Task to complete: Format as a numbered list, leaving out blank lines, everything from the line containing "target: candle flame image" down to the line containing "123], [138, 123]]", both of those lines included.

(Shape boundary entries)
▶

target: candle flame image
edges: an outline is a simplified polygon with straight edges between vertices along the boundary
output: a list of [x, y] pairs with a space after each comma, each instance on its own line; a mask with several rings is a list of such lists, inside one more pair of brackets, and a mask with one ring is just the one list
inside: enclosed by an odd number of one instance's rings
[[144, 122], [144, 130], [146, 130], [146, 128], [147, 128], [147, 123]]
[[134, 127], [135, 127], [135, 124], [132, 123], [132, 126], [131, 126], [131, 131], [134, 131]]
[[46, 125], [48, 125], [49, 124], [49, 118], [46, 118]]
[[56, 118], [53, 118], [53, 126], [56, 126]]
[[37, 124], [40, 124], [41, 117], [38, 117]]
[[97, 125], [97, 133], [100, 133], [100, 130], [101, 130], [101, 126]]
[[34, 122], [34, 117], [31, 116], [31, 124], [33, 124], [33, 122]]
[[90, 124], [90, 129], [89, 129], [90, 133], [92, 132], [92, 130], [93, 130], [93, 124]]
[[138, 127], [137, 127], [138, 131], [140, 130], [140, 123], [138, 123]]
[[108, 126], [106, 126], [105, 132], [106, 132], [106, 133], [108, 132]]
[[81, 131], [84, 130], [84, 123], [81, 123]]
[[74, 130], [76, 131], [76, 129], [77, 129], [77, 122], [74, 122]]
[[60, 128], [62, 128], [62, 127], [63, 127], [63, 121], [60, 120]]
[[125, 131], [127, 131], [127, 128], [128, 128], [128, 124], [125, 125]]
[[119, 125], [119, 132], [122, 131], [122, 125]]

◀
▶

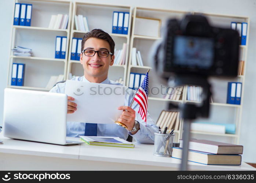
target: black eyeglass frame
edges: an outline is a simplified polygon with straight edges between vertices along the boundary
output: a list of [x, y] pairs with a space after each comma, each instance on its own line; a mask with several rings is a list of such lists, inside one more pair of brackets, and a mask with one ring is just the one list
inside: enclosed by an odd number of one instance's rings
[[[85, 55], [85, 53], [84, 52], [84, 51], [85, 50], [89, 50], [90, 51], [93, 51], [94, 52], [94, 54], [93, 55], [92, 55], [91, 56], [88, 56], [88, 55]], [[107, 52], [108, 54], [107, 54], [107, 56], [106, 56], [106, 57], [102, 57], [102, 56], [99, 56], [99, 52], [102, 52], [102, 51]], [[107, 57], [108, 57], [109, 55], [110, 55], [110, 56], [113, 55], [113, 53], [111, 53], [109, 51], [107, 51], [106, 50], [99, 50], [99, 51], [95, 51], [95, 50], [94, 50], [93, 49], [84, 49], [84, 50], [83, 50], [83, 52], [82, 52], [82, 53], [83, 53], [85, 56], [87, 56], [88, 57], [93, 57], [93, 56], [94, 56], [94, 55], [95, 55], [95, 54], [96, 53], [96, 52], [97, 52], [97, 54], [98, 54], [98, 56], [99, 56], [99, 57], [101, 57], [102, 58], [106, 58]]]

◀

Written solution:
1. target: candle flame image
2. edges: an outline is a simplified polygon with straight edges between vertices along the boundary
3. output: a list of [x, y] pairs with a space after each comma, each instance on its own line; a mask with several rings is a list of such lists, inside one more pair of brackets, and a mask with one ring is just the one list
4. inside: enclosed by an odd number of one instance's rings
5. [[144, 122], [144, 130], [146, 130], [146, 128], [147, 128], [147, 123]]
6. [[134, 127], [135, 127], [135, 124], [132, 123], [132, 126], [131, 126], [131, 131], [134, 131]]
7. [[46, 125], [48, 125], [49, 124], [49, 118], [46, 118]]
8. [[56, 118], [53, 118], [53, 126], [56, 126]]
9. [[37, 124], [40, 124], [41, 117], [38, 117]]
10. [[97, 125], [97, 133], [100, 133], [100, 130], [101, 130], [101, 126]]
11. [[34, 122], [34, 117], [31, 116], [31, 124], [33, 124], [33, 122]]
12. [[90, 124], [90, 129], [89, 129], [90, 133], [92, 132], [92, 130], [93, 130], [93, 124]]
13. [[138, 127], [137, 127], [138, 131], [140, 130], [140, 123], [138, 123]]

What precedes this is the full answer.